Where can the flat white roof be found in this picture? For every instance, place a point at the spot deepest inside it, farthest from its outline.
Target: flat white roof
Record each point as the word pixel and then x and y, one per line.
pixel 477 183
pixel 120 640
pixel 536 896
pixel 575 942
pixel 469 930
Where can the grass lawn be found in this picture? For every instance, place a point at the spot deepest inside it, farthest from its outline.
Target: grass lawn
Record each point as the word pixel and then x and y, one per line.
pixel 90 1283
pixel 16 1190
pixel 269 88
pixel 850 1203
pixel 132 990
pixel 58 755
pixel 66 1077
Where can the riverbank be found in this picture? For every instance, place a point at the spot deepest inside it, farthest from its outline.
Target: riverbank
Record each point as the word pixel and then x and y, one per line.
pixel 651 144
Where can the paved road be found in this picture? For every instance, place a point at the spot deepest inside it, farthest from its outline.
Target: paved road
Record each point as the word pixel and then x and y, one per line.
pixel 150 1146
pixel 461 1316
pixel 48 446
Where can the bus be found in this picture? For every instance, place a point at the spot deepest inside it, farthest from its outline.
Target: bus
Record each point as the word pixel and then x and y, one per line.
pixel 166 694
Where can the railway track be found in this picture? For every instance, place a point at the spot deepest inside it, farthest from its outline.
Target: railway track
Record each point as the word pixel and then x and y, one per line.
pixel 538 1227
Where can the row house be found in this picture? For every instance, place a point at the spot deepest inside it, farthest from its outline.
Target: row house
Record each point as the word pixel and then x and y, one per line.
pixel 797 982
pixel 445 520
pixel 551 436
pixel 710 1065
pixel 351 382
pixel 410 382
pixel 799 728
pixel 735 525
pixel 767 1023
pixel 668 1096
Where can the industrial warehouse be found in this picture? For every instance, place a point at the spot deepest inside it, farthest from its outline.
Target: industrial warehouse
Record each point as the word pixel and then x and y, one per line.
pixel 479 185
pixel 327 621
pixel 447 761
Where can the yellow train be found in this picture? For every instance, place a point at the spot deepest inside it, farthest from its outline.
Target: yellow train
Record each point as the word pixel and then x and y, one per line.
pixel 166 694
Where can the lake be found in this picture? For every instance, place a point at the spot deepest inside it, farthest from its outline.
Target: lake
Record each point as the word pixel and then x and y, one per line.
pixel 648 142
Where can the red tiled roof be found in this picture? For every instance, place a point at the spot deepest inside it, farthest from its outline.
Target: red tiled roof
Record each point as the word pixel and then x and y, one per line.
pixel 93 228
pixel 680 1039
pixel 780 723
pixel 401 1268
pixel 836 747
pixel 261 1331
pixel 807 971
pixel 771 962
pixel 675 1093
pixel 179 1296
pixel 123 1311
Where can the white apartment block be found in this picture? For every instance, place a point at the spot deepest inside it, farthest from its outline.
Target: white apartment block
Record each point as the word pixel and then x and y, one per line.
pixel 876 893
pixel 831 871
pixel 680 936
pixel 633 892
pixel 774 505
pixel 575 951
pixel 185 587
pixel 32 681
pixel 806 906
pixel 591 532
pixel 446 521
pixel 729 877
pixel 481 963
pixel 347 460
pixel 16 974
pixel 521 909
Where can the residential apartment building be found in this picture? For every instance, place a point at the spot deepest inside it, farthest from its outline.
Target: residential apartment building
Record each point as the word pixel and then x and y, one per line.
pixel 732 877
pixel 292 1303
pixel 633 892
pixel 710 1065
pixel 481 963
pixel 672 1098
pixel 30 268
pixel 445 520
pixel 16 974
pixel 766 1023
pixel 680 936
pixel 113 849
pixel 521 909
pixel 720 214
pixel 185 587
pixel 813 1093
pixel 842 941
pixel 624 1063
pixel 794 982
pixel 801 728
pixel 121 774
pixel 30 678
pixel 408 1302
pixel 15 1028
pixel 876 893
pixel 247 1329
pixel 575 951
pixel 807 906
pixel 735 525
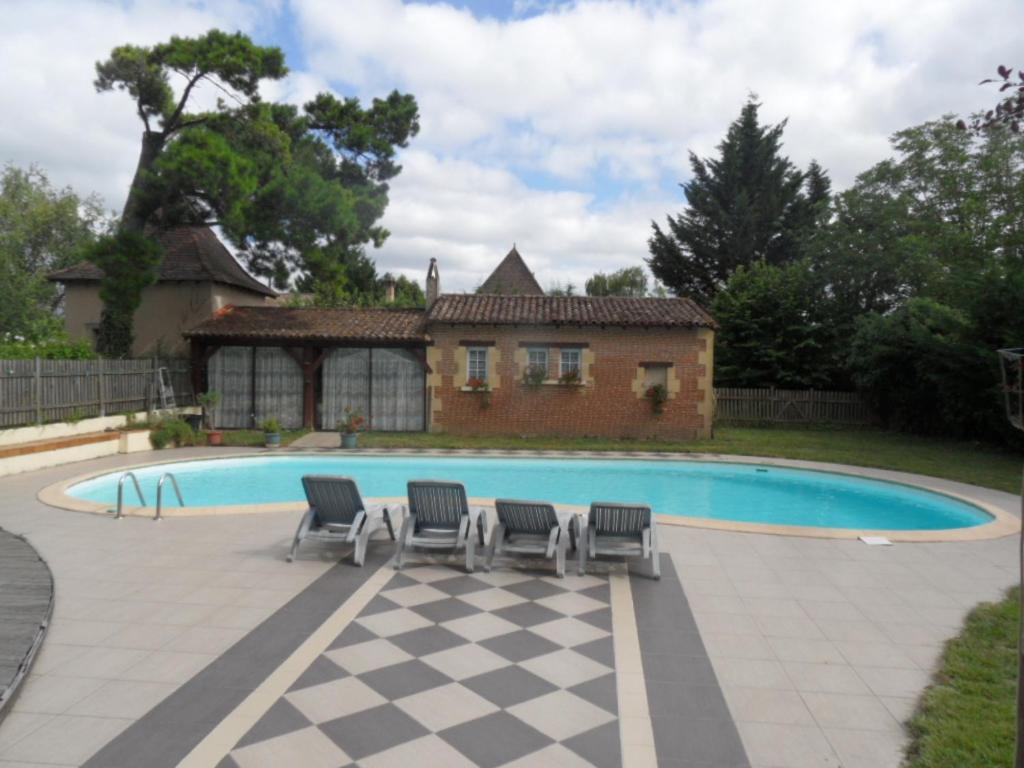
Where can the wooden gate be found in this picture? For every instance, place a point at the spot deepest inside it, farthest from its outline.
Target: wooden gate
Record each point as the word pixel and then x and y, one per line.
pixel 387 385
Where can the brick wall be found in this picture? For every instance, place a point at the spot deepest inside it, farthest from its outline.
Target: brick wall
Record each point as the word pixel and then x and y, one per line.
pixel 610 402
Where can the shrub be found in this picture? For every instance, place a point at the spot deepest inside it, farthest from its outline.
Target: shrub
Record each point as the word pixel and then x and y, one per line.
pixel 535 376
pixel 173 432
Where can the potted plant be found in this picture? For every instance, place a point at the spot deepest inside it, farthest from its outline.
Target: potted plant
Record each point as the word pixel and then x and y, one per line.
pixel 209 400
pixel 535 376
pixel 570 378
pixel 271 433
pixel 658 395
pixel 350 426
pixel 481 386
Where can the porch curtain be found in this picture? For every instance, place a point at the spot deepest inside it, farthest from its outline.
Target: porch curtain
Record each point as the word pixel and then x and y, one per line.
pixel 346 382
pixel 279 387
pixel 230 374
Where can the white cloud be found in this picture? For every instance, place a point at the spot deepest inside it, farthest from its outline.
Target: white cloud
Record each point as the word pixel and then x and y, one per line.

..........

• YOUR INSTRUCTIONS: Rewrite all of the lines above as a numbered list, skipping any blank lines. Don't include any pictures in your answer.

• RESULT OF THIS TASK:
1. Where can the flat white roof be found in this picture? For every instance, place a point at the spot deepest inside it, farthest from its outline.
2. Target: flat white roof
3. Record each point as the word pixel and then x and y, one per line.
4. pixel 477 183
5. pixel 120 640
6. pixel 536 896
7. pixel 575 942
8. pixel 469 930
9. Where can the grass lawn be found in this picture? For every instance, place a point at the spot deepest inside it, farthest from its outline.
10. Target: grass lawn
11. Record each point as the word pixel and then x and y, one per line.
12. pixel 90 1283
13. pixel 16 1190
14. pixel 269 88
15. pixel 850 1203
16. pixel 132 990
17. pixel 58 755
18. pixel 66 1077
19. Where can the riverbank be found in this picture? For every instance, place a point at the spot deepest inside it, farthest from its outline.
20. Target: riverbank
21. Record each point as the word pixel and then x and y, one per line.
22. pixel 651 144
23. Where can the paved road be found in this picture? For every instance, place a point at the spot deepest inside it, farthest from its outline.
24. Target: paved road
25. Record each point as the word pixel and then x and y, one per line.
26. pixel 150 1146
27. pixel 461 1316
28. pixel 48 446
29. Where can the bus be found in this picture? For every instance, place a point at the spot deepest inside it, farthest from its outline.
30. Target: bus
31. Record each point as the word pixel and then x and y, one per line.
32. pixel 166 694
33. Where can the railway track be found in this picture? For every instance, place a point at the spot deepest inside it, farthest from its outline.
34. Target: railway track
35. Record each point as the word pixel and then x and y, one per line.
36. pixel 538 1227
37. Where can the row house be found in this picture? For every instance, place a point at the spot deepest inside it, farthest from its outline.
38. Target: row house
39. Record each point as the word pixel and then x and y, one per line.
40. pixel 797 982
41. pixel 445 520
42. pixel 551 436
43. pixel 710 1065
44. pixel 351 382
45. pixel 410 382
46. pixel 799 728
47. pixel 735 525
48. pixel 767 1023
49. pixel 668 1096
50. Where can the industrial warehouse be found in this picture? For every instance, place a point at the spot deepest inside it, farthest from its outline.
51. Target: industrial warehouse
52. Record each point as the word pixel and then x and y, one per line.
53. pixel 479 185
54. pixel 327 621
55. pixel 447 761
56. Where can the yellow train be found in this picture? For every instance, place a point at the spot deepest inside it, farthest from its outline.
57. Target: yellow train
58. Record each point as the word pixel and then x and y, one per line.
59. pixel 166 694
60. Where can the lake be found in this picture? For every instance, place a point at the spot deepest inside it, farthest from its outline.
61. Target: lake
62. Record each point as the word pixel and then x and y, one per line.
63. pixel 648 142
64. Where can the red tiled roof be found in this picture? For every instance, place a point at the spot deepest inside it, farthest from its outline.
65. Target: red tiled roof
66. Record each point as the word pixel and then x and y, one per line.
67. pixel 93 228
68. pixel 680 1039
69. pixel 780 723
70. pixel 401 1268
71. pixel 836 747
72. pixel 261 1331
73. pixel 807 971
74. pixel 771 962
75. pixel 675 1093
76. pixel 179 1296
77. pixel 123 1311
78. Where can the white apartment block be found in this picture? For every instance, place a point at the spot deepest inside it, farthest from its outline.
79. Target: white apartment block
80. Record each point as the word pixel and then x and y, one per line.
81. pixel 876 893
82. pixel 831 871
83. pixel 680 936
84. pixel 633 892
85. pixel 774 505
86. pixel 575 951
87. pixel 185 587
88. pixel 32 681
89. pixel 806 906
90. pixel 591 532
91. pixel 446 521
92. pixel 729 877
93. pixel 481 963
94. pixel 347 460
95. pixel 16 974
96. pixel 521 909
97. Where can the residential apartment building be found in this picture? For every instance, place a point at the spot deepest inside it, farthest from its outline.
98. Target: residential apartment building
99. Record each point as the word pixel and then x and y, one per line.
100. pixel 732 877
101. pixel 292 1303
102. pixel 633 892
103. pixel 710 1065
104. pixel 481 963
105. pixel 672 1098
106. pixel 30 268
107. pixel 445 520
108. pixel 16 974
109. pixel 766 1023
110. pixel 680 936
111. pixel 113 849
112. pixel 521 909
113. pixel 720 214
114. pixel 185 587
115. pixel 813 1093
116. pixel 842 941
117. pixel 624 1063
118. pixel 794 982
119. pixel 801 728
120. pixel 121 774
121. pixel 30 678
122. pixel 408 1302
123. pixel 15 1028
124. pixel 876 893
125. pixel 247 1329
126. pixel 575 951
127. pixel 807 906
128. pixel 735 525
129. Where can the wooden gate be found in this picture? For every instance, place a point at the spot deepest inside it, farthest from its outline.
130. Target: wooden gate
131. Record each point as the word pixel and then x and y, one per line.
132. pixel 387 385
133. Where can the brick wall be found in this picture? For every instance, place a point at the spot deepest inside it, farthest from its outline.
134. Target: brick wall
135. Record each point as the word pixel and then x and y, one per line.
136. pixel 610 402
137. Where can the shrub be found in this picture? For every instance, place a point at the spot deepest inside it, farthest from its outline.
138. Target: shrub
139. Record each point as the word pixel and then x and y, one per line.
140. pixel 535 376
141. pixel 173 432
142. Where can the potted plant be found in this picture? For every instance, place a point at the spot deepest inside it, farthest from its outline.
143. Target: potted plant
144. Record each point as the word pixel and then x and y, one per line.
145. pixel 209 400
146. pixel 535 376
147. pixel 570 378
148. pixel 271 433
149. pixel 658 395
150. pixel 350 426
151. pixel 481 386
152. Where can the porch curtain be found in this picture? For every instance, place a point at the spot deepest inside it, farthest from its outline.
153. Target: porch curtain
154. Record each point as the word pixel and then x and y, one per line.
155. pixel 346 382
156. pixel 279 387
157. pixel 230 374
158. Where can the white cloud be found in this picture? For every instance, place a point at the spot deepest inside it, farthest from its outline.
159. Target: white cloud
160. Record each point as the word pixel and then x and y, one per line.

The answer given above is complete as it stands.